# START OF DOCUMENT PASSAGE
I've added new switch to those tests. However when I add prefetchwt1
to pragma GCC target ("sse") sse-22a.c test fails with:
pmmintrin.h: In function ‘_mm_loaddup_pd’:
emmintrin.h:119:1: error: inlining failed in call to always_inline
‘_mm_load1_pd’: target specific option mismatch

I've checked and this isn't a problem with prefetchwt1. I get the same
error when I add any other option (e. g. sha) to #pragma GCC target ("sse").
So I haven't added anything there. As that was the only fail,
I'm reposting this patch.

ChangeLog for GCC:

	* common/config/i386/i386-common.c (OPTION_MASK_ISA_PREFETCHWT1_SET),
	(OPTION_MASK_ISA_PREFETCHWT1_UNSET): New.
	(ix86_handle_option): Handle OPT_mprefetchwt1.
	* config/i386/cpuid.h (bit_PREFETCHWT1): New.
	* config/i386/driver-i386.c (host_detect_local_cpu): Detect
	PREFETCHWT1 CPUID.
	* config/i386/i386-c.c (ix86_target_macros_internal): Handle
	OPTION_MASK_ISA_PREFETCHWT1.
	* config/i386/i386.c (ix86_target_string): Handle mprefetchwt1.
	(PTA_PREFETCHWT1): New.
	(ix86_option_override_internal): Handle PTA_PREFETCHWT1.
	(ix86_valid_target_attribute_inner_p): Handle OPT_mprefetchwt1.
	* config/i386/i386.h (TARGET_PREFETCHWT1), (TARGET_PREFETCHWT1_P):
	  New.
	* config/i386/i386.md (prefetch): Check TARGET_PREFETCHWT1
	(*prefetch_avx512pf_<mode>_: Change into ...
	 (*prefetch_prefetchwt1_<mode>: This.
	* config/i386/i386.opt (mprefetchwt1): New.
	* config/i386/xmmintrin.h (_mm_hint): Add _MM_HINT_ET1.
	(_mm_prefetch): Handle intent to write.
	* doc/invoke.texi (mprefetchwt1), (mno-prefetchwt1): Doccument.

ChangeLog for tests:

	* gcc.target/i386/avx-1.c: Update __builtin_prefetch.
	* gcc.target/i386/prefetchwt1-1.c: New.
	* g++.dg/other/i386-2.C: Add new option.
	* g++.dg/other/i386-3.C: Ditto.
	* gcc.target/i386/sse-12.c: Ditto.
	* gcc.target/i386/sse-13.c: Update __builtin_prefetch, add new option.
	* gcc.target/i386/sse-22.c: Add new option.
	* gcc.target/i386/sse-23.c: Update __builtin_prefetch, add new option.
# END OF DOCUMENT PASSAGE
== TASKS ==
**A.** According to the message about the prefetchwt1 patch, why was nothing added to #pragma GCC target ("sse") in the sse-22a.c test? Answer in one to three sentences.
**B.** Continue the message about the prefetchwt1 patch from the point where it stops.
The lines placed after this note are not needed.
# START OF DATASET EXCERPTS
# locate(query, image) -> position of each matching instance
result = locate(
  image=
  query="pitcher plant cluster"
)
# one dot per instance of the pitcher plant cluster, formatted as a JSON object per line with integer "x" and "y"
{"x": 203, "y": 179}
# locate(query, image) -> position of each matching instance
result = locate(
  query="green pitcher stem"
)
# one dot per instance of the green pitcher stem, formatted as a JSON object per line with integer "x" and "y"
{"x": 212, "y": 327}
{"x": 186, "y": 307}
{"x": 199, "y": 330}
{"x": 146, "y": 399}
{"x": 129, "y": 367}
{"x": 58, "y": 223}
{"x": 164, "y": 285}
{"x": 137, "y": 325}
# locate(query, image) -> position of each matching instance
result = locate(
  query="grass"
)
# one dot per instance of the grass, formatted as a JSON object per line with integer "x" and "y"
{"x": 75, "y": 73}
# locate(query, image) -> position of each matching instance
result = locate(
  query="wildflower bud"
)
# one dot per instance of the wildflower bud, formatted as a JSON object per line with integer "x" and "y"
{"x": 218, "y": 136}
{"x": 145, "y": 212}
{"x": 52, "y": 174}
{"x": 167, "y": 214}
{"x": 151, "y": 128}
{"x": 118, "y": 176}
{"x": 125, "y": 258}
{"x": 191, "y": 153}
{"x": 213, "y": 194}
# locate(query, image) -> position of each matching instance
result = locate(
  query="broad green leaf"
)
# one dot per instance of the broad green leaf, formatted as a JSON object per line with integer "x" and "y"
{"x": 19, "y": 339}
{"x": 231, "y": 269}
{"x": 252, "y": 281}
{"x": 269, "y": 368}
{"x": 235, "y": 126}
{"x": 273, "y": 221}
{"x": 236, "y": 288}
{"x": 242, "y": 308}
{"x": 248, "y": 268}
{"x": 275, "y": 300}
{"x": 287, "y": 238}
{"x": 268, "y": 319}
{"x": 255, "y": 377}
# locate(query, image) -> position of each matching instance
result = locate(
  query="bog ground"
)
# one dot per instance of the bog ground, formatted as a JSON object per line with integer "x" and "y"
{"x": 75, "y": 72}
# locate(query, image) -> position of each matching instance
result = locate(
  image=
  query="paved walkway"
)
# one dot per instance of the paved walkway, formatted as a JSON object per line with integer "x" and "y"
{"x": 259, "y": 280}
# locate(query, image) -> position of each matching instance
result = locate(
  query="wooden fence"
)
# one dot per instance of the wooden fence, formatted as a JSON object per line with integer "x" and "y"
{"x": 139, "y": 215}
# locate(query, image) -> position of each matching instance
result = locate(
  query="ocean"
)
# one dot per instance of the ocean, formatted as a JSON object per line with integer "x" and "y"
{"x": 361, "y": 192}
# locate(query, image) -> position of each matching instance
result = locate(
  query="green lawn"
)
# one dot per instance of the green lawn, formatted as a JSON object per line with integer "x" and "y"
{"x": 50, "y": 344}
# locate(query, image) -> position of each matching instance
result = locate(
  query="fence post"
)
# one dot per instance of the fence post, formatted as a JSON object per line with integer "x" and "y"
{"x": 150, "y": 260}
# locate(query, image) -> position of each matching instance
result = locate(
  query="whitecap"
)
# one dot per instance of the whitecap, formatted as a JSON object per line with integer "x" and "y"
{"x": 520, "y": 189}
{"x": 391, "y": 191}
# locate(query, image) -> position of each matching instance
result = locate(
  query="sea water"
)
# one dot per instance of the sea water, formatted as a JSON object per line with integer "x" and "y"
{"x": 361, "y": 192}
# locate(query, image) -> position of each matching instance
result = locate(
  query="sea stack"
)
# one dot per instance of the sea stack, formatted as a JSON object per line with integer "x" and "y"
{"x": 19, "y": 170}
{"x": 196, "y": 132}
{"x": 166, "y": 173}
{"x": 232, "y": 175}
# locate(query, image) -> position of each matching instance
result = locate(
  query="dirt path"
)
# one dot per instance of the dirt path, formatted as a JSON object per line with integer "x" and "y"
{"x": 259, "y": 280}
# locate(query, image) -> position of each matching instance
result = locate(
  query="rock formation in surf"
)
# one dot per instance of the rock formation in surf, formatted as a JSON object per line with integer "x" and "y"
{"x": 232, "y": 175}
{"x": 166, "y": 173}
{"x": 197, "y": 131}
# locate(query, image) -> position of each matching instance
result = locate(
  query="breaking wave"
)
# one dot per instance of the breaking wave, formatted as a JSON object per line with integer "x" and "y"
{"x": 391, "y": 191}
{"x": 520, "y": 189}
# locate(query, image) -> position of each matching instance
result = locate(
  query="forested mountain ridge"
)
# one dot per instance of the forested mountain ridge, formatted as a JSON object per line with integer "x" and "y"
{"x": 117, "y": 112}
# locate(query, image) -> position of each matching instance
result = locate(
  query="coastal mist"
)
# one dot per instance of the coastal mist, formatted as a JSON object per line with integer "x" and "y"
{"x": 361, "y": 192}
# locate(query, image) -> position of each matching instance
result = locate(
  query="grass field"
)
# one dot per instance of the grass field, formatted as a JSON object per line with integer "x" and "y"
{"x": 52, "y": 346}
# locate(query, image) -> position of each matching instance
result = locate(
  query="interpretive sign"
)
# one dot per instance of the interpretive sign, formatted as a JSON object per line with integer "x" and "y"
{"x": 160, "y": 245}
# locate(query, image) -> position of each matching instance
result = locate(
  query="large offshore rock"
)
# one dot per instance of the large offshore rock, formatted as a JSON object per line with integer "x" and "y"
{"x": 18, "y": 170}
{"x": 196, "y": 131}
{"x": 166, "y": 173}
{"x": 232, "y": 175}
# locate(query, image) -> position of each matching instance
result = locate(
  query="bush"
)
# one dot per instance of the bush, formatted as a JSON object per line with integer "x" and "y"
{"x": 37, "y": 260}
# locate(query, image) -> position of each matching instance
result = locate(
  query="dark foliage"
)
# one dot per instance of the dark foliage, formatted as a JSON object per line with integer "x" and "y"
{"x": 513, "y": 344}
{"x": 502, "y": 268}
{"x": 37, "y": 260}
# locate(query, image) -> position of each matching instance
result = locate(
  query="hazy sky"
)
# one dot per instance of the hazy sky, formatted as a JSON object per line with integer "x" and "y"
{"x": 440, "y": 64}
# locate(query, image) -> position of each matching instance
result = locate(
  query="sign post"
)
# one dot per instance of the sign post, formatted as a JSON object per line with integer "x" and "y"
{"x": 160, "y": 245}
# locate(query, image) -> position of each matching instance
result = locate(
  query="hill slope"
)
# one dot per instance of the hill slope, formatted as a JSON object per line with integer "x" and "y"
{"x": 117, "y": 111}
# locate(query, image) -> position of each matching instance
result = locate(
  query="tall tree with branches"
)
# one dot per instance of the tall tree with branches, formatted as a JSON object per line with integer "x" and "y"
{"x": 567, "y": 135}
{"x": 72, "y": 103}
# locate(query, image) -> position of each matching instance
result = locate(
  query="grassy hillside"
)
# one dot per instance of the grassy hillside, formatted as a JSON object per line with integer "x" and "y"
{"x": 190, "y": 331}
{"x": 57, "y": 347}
# END OF DATASET EXCERPTS
== THE RESULTS ==
**A.** Adding prefetchwt1 there made sse-22a.c fail with an "inlining failed in call to always_inline" error for ‘_mm_load1_pd’. The same error appears when any other option, such as sha, is added to that pragma, so the problem is not specific to prefetchwt1.

**B.**
---
 gcc/common/config/i386/i386-common.c          | 15 +++++++++++++++
 gcc/config/i386/cpuid.h                       |  4 ++++
 gcc/config/i386/driver-i386.c                 |  7 +++++--
 gcc/config/i386/i386-c.c                      |  2 ++
 gcc/config/i386/i386.c                        |  6 ++++++
 gcc/config/i386/i386.h                        |  2 ++
 gcc/config/i386/i386.md                       | 13 ++++++-------
 gcc/config/i386/i386.opt                      |  4 ++++
 gcc/config/i386/xmmintrin.h                   |  6 ++++--
 gcc/doc/invoke.texi                           |  4 +++-
 gcc/testsuite/g++.dg/other/i386-2.C           |  2 +-
 gcc/testsuite/g++.dg/other/i386-3.C           |  2 +-
 gcc/testsuite/gcc.target/i386/avx-1.c         |  2 +-
 gcc/testsuite/gcc.target/i386/prefetchwt1-1.c | 14 ++++++++++++++
 gcc/testsuite/gcc.target/i386/sse-12.c        |  2 +-
 gcc/testsuite/gcc.target/i386/sse-13.c        |  4 ++--
 gcc/testsuite/gcc.target/i386/sse-14.c        |  2 +-
 gcc/testsuite/gcc.target/i386/sse-22.c        |  2 +-
 gcc/testsuite/gcc.target/i386/sse-23.c        |  4 ++--
 19 files changed, 75 insertions(+), 22 deletions(-)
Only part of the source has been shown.